--- Source extract ---

In 2020, I made it through both Swann’s Way and Within a Budding Grove. (I then shifted gears to read the entirety of the Harry Potter series for the first time, which if you include The Cursed Child, is very nearly the same length as À la Recherche du Temps Perdu from start to finish.) This August, I started from the beginning of Proust’s’ masterwork again. Though I remembered the overall plot of the first two parts, the subtleties and insights from the very beginning of À la Recherche du Temps Perdu were worth revisiting.

I like the way that Nevile Jason describes Prousts’ writing. He cites a minuteness of observation, depth of psychological understanding, and vivid descriptive powers. Jason describes the main character as having keen powers of observation that pierce through the urbane exteriors of the people he meets, so to expose the pretention and hypocrisy that lies beneath. In his words, À la Recherche du Temps Perdu is one of “the most poetic and magical works in all literature.”

Take the idea that human nature has yet to change over the course of hundreds of years (even though the culture has) and what you have is a vast collection of observations as to how people relate to each other. In the portion of À la Recherche du Temps Perdu I have listened to so far, there have been several times where I have been guilty of an observation Proust makes about people. Many more instances have I observed in others. I am an American born almost sixty years after Marcel died. I feel that in this way, À la Recherche du Temps Perdu is timeless.

Other aspects of this novel that might interest a reader include a taste of Freudian philosophy. Proust understood that the past influences the present. He knew that developing an understanding of whom he was as a child would confer an understanding of whom he had become as an adult. There are also references to Shakespeare, in that “nothing is, but thinking makes it so.” Characters are not wholly who the protagonist thinks they are, despite his keen observational skills, but often whom he makes them out to be. He falls in love instantly with Gilberte, whom he has only seen once. His world is rattled when he realizes the face shown to him by his housekeeper is not the same that she shares with her romantic interest. There are nuances and complexities in every moment of this work.

---

*What you need to do:* Rewrite the Proust passage starting with "Other aspects of" and going on through "of this work.", putting "maid" wherever "housekeeper" appears.

--- Data excerpts ---

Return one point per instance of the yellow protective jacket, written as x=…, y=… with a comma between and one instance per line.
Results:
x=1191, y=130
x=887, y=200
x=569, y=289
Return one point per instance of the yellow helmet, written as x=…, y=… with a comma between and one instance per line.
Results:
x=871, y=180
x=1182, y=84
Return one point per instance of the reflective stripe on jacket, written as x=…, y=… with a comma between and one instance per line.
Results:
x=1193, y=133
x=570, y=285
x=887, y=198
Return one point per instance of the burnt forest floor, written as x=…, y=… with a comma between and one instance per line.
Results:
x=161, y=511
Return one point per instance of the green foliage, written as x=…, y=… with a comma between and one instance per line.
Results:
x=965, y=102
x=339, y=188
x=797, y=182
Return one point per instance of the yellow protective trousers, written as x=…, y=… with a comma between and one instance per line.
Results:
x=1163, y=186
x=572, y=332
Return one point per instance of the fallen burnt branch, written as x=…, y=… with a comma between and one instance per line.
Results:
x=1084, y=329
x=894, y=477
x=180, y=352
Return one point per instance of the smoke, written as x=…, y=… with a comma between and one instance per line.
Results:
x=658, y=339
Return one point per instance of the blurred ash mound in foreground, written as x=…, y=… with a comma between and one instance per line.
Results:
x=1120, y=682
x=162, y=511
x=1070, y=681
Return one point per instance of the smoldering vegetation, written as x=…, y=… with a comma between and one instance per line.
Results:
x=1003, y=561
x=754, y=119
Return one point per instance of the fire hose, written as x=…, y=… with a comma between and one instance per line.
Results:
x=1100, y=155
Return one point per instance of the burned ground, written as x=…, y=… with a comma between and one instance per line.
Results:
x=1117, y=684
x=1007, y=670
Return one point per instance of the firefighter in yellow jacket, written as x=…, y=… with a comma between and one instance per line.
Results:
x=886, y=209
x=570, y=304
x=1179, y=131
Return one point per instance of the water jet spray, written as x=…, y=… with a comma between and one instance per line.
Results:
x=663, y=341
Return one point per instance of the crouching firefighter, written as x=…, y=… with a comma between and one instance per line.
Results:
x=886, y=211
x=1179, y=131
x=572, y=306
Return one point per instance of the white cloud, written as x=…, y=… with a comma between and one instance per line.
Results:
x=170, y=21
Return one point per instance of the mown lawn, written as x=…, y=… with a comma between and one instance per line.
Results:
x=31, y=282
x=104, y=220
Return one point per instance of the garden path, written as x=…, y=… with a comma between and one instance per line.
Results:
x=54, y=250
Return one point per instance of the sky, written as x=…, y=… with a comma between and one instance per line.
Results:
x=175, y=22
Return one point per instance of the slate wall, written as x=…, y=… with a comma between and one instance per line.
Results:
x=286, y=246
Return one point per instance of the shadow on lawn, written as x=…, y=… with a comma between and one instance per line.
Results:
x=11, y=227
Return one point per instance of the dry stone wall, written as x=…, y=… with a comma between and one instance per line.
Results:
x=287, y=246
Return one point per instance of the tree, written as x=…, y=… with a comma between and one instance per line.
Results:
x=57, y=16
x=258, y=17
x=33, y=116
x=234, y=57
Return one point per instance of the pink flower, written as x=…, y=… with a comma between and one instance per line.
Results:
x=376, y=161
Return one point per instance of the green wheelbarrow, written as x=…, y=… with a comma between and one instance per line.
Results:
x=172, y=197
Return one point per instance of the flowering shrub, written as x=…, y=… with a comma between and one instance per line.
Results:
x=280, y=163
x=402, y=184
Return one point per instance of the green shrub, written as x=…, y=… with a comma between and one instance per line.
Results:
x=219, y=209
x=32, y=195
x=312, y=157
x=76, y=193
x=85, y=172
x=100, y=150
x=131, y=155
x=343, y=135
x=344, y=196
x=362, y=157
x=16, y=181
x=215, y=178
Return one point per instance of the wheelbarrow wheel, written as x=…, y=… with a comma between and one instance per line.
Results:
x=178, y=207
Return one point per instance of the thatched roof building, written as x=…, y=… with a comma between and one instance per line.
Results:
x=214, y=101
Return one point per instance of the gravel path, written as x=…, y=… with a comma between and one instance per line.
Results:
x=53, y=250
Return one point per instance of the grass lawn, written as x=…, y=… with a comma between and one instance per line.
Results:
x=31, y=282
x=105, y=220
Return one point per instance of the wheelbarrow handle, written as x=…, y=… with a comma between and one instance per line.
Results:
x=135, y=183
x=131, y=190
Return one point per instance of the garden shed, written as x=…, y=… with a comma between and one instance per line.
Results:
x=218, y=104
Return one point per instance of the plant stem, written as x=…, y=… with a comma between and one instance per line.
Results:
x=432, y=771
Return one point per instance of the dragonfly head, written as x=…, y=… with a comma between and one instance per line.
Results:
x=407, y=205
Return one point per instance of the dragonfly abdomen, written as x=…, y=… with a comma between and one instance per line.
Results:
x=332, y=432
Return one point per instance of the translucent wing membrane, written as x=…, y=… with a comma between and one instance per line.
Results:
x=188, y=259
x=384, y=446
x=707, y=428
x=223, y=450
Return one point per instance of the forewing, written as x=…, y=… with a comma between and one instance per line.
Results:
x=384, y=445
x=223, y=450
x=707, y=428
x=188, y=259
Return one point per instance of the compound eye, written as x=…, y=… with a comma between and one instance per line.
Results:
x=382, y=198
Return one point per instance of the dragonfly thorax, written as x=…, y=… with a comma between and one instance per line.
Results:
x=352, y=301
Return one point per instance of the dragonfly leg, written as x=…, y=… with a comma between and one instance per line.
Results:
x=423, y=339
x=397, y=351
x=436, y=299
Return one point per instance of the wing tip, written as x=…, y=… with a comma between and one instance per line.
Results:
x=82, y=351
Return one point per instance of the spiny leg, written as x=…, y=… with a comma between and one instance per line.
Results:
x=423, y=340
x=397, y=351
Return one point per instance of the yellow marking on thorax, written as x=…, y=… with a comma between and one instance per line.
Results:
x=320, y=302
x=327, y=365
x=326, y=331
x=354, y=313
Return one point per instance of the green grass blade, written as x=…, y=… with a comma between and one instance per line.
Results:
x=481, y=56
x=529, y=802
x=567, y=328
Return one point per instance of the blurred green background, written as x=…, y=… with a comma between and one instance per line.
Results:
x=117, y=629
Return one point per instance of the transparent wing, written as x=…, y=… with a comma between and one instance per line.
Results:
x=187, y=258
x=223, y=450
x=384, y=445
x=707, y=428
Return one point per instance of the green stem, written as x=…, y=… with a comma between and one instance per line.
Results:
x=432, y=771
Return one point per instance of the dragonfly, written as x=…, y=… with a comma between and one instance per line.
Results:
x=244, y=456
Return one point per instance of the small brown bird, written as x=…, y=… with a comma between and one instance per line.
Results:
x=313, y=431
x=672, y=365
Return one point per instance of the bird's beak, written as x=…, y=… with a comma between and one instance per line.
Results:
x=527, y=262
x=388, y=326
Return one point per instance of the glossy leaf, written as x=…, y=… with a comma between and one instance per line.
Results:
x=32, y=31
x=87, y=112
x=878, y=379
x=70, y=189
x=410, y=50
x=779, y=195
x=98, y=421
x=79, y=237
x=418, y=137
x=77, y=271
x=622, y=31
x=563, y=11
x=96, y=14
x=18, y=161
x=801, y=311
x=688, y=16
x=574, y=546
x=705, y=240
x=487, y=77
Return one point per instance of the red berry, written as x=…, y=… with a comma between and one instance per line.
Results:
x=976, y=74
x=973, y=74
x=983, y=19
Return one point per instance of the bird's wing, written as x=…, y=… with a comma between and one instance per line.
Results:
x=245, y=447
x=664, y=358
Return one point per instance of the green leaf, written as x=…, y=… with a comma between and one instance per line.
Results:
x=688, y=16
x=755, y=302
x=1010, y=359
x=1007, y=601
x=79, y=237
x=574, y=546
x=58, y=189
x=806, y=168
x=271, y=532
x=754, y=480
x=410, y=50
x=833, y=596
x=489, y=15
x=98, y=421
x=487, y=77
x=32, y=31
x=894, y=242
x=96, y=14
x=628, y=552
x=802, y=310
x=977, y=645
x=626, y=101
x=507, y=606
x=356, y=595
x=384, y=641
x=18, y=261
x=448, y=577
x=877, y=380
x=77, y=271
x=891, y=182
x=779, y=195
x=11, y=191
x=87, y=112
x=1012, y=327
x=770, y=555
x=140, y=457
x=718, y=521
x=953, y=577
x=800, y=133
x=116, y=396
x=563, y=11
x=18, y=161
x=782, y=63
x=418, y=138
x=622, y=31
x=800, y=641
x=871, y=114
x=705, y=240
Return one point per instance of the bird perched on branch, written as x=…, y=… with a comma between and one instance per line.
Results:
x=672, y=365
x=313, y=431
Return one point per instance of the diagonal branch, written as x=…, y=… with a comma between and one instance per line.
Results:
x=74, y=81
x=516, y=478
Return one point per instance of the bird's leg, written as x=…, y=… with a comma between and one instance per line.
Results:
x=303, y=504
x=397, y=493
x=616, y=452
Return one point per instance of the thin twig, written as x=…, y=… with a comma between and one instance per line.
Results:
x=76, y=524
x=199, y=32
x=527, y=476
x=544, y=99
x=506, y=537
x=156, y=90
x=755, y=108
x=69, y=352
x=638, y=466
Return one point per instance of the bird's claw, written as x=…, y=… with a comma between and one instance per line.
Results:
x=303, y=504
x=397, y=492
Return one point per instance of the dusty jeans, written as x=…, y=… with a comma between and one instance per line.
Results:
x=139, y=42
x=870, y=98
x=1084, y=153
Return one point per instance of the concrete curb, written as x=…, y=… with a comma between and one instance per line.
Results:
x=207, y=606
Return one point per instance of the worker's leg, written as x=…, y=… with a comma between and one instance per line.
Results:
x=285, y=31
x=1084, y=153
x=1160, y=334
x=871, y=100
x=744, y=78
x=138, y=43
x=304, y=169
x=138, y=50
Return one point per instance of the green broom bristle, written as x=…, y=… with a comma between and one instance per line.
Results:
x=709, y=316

---

*Finished exercise:*
Other aspects of this novel that might interest a reader include a taste of Freudian philosophy. Proust understood that the past influences the present. He knew that developing an understanding of whom he was as a child would confer an understanding of whom he had become as an adult. There are also references to Shakespeare, in that “nothing is, but thinking makes it so.” Characters are not wholly who the protagonist thinks they are, despite his keen observational skills, but often whom he makes them out to be. He falls in love instantly with Gilberte, whom he has only seen once. His world is rattled when he realizes the face shown to him by his maid is not the same that she shares with her romantic interest. There are nuances and complexities in every moment of this work.